Return every line of the records that contains the word "smiling", copying each line in full.
::::::::::
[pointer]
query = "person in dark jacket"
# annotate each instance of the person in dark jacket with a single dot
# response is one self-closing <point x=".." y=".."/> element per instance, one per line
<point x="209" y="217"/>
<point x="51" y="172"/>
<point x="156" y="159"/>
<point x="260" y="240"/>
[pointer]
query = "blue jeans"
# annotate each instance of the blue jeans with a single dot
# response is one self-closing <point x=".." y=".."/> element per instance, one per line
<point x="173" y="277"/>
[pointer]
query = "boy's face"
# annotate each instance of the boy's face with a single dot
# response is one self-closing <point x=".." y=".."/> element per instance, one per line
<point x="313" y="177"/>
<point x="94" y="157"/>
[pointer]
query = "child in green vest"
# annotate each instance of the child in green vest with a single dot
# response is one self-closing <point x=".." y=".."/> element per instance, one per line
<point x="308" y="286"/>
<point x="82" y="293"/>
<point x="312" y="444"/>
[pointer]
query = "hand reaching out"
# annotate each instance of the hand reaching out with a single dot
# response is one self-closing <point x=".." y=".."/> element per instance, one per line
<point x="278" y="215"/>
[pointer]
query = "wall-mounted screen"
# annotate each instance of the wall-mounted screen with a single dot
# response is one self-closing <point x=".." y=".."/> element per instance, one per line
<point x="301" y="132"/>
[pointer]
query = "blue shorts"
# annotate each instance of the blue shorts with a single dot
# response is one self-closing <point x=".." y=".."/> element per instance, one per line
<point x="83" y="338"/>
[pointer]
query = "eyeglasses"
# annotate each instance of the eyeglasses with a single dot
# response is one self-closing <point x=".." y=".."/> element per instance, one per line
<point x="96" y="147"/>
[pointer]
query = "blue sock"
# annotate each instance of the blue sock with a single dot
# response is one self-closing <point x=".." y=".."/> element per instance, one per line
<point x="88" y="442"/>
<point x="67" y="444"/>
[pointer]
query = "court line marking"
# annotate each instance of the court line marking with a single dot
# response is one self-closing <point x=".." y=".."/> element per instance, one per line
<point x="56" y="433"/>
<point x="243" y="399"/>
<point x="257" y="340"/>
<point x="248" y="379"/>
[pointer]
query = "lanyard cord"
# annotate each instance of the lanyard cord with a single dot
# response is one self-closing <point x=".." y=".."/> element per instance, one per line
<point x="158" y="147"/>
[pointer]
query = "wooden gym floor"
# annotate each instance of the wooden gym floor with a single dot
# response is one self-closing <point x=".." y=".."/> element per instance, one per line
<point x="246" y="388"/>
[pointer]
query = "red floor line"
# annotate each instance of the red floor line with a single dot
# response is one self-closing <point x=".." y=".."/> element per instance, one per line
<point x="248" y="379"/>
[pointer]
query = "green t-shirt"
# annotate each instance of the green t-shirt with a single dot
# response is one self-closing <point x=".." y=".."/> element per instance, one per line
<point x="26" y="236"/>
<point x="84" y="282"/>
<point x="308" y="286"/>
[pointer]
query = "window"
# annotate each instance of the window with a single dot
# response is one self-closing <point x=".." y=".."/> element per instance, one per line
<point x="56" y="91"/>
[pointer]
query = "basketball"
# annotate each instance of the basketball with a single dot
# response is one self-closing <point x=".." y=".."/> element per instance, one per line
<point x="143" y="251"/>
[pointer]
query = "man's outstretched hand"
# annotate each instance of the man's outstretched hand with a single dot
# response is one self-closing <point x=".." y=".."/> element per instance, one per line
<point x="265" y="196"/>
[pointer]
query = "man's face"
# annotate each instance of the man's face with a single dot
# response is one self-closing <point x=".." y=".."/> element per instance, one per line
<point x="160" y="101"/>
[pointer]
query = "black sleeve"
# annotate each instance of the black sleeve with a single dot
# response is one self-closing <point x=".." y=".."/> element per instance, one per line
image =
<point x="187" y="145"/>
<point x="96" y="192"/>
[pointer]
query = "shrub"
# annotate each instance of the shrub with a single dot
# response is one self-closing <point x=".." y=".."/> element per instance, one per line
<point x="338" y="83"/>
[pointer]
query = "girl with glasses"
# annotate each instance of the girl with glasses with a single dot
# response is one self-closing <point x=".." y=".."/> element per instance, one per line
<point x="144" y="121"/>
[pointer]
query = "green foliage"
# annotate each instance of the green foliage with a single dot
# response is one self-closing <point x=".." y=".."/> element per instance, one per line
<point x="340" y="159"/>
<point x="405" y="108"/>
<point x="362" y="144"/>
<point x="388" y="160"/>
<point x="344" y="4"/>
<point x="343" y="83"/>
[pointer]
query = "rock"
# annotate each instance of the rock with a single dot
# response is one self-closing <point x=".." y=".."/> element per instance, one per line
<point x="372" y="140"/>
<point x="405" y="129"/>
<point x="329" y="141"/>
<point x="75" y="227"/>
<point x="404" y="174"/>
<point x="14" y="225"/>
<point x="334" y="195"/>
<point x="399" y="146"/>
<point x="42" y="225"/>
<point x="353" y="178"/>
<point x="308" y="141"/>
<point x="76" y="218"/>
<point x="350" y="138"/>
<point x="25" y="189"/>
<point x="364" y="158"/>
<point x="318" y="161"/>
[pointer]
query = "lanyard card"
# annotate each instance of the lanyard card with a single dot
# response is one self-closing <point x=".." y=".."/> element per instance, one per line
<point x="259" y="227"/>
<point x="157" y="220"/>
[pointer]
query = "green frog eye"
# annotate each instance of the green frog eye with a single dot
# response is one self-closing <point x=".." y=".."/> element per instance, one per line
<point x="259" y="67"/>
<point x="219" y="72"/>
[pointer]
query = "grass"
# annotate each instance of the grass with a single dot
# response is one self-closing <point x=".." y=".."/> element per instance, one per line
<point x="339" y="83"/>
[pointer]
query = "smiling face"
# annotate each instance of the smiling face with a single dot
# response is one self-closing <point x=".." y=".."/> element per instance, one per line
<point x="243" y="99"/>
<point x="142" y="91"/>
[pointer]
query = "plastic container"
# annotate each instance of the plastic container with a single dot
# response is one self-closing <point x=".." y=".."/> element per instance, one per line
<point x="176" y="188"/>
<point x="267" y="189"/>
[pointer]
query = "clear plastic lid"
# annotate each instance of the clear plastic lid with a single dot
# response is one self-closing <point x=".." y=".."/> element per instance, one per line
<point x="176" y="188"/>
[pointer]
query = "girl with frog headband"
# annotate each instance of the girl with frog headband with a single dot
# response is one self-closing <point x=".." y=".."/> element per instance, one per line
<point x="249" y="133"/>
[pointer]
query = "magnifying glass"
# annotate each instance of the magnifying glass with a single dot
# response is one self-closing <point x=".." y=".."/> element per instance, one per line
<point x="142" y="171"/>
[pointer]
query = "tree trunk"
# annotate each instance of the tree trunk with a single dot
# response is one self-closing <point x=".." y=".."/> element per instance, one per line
::::::::::
→ **Full response**:
query = "smiling face"
# annotate each instance of the smiling face with a single dot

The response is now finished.